* **ASSIGNMENT 1**
Could you transcribe the part of the passage about India's MASH unit in Korea that opens with the words containing "But there’s a" and closes with "the TV show."?
* **ASSIGNMENT 2**
How would you carry on the account of India's MASH unit in the Korean War from the point where it stops?

* **SELECTED TEXT**
Is there anyone, anywhere who hasn’t heard of MASH?
When its TV run ended in 1983, the final show was the most-watched television episode in history.
But there’s a remarkable MASH unit hardly anyone here knows of. What a pity. Their raw courage is right out of the most harrowing war movie.
Except that the heros in this real-life saga never came within a million miles of Hollywood. They were Indians … as in, India.
They were members of the 60th Para Field Ambulance … medics who were also parachutists, who jumped into combat alongside the fighting infantry. These MASH men of the 60th were not the boozy, skirt-chasing, wise-cracking cynics of the TV show.
When the Korean War broke out, recently-independent India opted not to send combat forces, but instead would contribute a crack medical team … the 60th Para, which had served in Burma against the Japanese, It was commanded by a veteran, Lieut-Col A.G. Rangaraj, reputedly the first member of the Indian army to earn his parachutists wings, earlier in World War 2. (The photos below are from India’s official account of the 60th’s Korean War experiences).

* **GIVEN DATA**
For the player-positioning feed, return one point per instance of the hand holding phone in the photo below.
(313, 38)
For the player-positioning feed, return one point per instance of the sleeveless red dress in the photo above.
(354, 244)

* **EXERCISE RESULT 1**
But there’s a remarkable MASH unit hardly anyone here knows of. What a pity. Their raw courage is right out of the most harrowing war movie.
Except that the heros in this real-life saga never came within a million miles of Hollywood. They were Indians … as in, India.
They were members of the 60th Para Field Ambulance … medics who were also parachutists, who jumped into combat alongside the fighting infantry. These MASH men of the 60th were not the boozy, skirt-chasing, wise-cracking cynics of the TV show.

* **EXERCISE RESULT 2**
The 60th Para arrived in Korea in Nov, 1950, composed of 346 men, including four combat surgeons, two anaesthesiologists and a dentist.
When the Chinese swarmed through UN lines in November 1950, the 60th had to evacuate its position. But they had no transport and were reluctant to abandon their medical equipment. They stumbled across an ancient steam locomotive, formed bucket brigades to fill the boilers with water, and loaded up the train. Two soldiers (with zero previous train experience), got it all running and chugged across the last bridge south before it was blown. They don’t teach that in medical school or army staff colleges..
Colonel Rangaraj’s logic was: they were specifically trained for mountain operations such as they found in Korea, and had first class equipment for such work. It would have been a great pity to leave it all behind. “We would have been of little use without it,” he said later, “ and could not afford to lose it.”
The Indian medics stuck with the troops they were treating during the horrific rearguard fighting that winter. Three times in three days they set up and then closed down their dressing stations as they tried to find safety, refusing to abandon the wounded..
Later, in March ’51, in the second biggest airborne operation in the war, Operation Tomahawk, a dozen medics of the 60th parachuted in behind the lines with 4,000 US troops. Rangaraj was among them.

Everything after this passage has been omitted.